WHAT THE TASK ASKS =>
Extract the part of the material that opens with its first line and closes with the line containing "(1001, 219)", both ends included. Copy those lines character for character.

Data listing:
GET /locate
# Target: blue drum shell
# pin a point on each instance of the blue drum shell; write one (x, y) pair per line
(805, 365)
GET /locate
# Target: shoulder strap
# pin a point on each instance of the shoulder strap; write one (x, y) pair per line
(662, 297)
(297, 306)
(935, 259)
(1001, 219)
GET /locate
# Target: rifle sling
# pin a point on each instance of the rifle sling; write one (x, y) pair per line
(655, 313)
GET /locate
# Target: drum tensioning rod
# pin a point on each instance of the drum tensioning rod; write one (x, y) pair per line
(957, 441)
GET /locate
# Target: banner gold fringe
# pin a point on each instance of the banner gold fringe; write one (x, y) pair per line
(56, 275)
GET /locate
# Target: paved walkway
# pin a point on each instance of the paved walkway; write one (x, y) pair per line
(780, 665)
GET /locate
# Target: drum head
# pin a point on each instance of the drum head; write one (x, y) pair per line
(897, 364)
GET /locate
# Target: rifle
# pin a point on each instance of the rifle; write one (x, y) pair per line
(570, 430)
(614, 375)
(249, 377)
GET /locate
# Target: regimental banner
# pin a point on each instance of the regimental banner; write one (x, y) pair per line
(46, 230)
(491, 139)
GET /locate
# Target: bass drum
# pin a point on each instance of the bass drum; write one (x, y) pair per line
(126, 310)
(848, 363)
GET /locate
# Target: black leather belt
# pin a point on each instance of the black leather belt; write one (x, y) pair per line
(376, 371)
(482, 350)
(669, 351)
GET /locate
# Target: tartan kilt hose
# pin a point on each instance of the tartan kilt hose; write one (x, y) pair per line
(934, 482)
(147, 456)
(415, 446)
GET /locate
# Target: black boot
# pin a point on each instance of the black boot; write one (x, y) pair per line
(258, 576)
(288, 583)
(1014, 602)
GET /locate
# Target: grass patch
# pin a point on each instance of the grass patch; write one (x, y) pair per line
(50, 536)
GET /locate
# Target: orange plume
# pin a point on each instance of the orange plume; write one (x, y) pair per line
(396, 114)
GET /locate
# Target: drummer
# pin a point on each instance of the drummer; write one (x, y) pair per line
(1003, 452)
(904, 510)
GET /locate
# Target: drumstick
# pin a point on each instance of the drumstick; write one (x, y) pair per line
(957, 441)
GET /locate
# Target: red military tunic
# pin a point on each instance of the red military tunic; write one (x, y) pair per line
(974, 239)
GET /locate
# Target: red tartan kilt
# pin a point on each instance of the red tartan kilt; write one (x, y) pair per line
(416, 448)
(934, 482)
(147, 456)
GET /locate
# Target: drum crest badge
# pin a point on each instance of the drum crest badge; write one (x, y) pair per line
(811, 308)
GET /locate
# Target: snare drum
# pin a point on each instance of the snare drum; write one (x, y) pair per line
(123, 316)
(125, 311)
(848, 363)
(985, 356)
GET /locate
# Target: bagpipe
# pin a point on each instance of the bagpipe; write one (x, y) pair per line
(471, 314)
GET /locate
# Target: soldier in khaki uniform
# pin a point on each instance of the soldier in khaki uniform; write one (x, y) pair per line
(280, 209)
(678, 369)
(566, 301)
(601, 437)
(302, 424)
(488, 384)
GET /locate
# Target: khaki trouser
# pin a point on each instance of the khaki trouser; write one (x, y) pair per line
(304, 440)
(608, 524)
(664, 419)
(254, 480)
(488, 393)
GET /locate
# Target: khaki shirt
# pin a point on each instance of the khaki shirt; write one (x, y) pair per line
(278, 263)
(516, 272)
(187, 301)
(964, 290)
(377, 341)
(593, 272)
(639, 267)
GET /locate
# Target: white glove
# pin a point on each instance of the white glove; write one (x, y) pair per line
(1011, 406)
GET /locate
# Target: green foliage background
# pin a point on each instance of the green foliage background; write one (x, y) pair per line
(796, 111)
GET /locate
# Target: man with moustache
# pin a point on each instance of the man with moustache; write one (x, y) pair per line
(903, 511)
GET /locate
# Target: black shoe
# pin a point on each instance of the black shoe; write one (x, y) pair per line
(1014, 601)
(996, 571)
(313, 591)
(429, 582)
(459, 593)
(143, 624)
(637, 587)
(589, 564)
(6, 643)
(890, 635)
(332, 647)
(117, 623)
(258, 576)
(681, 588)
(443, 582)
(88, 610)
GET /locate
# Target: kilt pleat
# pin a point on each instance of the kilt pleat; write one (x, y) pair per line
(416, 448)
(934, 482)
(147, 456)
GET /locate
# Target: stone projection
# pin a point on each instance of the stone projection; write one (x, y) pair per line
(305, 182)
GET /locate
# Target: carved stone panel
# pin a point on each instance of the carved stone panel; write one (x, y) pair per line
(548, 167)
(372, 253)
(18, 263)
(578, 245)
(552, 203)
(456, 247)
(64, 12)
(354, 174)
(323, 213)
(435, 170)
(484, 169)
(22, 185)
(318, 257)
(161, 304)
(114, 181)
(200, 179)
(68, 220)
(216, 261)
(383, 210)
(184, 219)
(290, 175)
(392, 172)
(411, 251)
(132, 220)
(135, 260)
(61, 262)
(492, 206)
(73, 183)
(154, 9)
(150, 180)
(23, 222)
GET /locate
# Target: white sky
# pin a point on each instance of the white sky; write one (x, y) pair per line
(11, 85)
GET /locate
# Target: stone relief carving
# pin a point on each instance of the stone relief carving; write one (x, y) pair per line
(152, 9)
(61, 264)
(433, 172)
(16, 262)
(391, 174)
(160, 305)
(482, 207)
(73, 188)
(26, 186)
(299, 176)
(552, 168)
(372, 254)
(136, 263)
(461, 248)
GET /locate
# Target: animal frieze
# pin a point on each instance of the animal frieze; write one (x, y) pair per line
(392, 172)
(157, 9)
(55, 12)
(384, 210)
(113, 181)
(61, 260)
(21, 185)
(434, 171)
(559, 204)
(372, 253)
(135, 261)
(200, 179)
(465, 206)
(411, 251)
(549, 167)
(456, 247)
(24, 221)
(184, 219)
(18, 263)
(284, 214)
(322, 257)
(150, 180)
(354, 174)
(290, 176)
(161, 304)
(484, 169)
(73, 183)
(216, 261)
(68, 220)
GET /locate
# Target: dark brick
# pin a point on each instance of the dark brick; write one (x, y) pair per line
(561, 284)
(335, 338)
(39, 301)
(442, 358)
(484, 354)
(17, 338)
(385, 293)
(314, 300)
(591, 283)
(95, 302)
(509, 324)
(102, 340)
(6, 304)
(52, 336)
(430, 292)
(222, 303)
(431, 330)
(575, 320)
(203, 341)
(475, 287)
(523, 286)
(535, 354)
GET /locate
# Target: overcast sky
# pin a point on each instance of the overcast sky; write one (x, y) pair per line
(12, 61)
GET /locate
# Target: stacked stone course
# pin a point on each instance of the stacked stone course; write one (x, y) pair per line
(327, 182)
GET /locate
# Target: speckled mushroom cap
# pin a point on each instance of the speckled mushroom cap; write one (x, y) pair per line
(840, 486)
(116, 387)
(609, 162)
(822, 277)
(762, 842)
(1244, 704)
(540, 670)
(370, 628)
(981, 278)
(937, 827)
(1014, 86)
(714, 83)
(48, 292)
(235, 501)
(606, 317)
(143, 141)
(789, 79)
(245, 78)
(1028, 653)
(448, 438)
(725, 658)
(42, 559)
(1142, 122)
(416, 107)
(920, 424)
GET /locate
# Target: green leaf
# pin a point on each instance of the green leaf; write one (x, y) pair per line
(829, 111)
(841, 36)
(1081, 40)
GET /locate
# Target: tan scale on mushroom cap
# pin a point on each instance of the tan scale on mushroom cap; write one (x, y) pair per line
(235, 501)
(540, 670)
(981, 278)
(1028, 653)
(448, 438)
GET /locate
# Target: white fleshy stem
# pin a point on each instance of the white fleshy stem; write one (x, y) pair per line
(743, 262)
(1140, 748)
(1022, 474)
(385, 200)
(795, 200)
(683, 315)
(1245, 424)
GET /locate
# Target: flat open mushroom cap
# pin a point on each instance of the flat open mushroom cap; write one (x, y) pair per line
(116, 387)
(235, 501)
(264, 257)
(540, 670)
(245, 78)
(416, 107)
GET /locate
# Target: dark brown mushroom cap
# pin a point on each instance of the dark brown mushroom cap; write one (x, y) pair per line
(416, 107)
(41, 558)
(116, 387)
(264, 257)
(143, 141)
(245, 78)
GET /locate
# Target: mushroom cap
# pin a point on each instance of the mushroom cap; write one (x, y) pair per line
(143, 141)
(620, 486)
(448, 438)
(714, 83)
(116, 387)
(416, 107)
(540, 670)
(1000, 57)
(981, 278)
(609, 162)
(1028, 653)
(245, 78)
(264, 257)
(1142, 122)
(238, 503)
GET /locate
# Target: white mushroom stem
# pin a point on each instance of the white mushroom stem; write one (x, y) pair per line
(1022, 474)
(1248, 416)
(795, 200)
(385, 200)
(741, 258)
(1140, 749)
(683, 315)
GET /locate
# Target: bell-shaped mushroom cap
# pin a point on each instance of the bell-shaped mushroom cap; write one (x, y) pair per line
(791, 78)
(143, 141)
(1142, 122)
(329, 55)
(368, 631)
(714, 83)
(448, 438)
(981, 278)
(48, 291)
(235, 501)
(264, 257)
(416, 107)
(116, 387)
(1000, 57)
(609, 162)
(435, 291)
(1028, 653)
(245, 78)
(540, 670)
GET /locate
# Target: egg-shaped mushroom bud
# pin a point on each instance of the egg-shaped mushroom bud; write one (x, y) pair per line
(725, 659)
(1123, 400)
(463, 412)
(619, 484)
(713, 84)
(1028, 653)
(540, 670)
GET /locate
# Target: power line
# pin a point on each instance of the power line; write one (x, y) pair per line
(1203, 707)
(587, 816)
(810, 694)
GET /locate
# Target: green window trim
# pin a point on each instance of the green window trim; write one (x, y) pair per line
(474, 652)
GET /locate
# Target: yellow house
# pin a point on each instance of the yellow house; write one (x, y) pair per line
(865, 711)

SOLUTION TO THIS EXERCISE =>
GET /locate
# Target: blue drum shell
# pin a point on each instance of the blue drum shell; write one (x, y) pair per line
(805, 365)
GET /locate
# Target: shoulder strap
# pin a point on each instance of the shoulder strap; write one (x, y) pair per line
(662, 297)
(297, 306)
(935, 259)
(1001, 219)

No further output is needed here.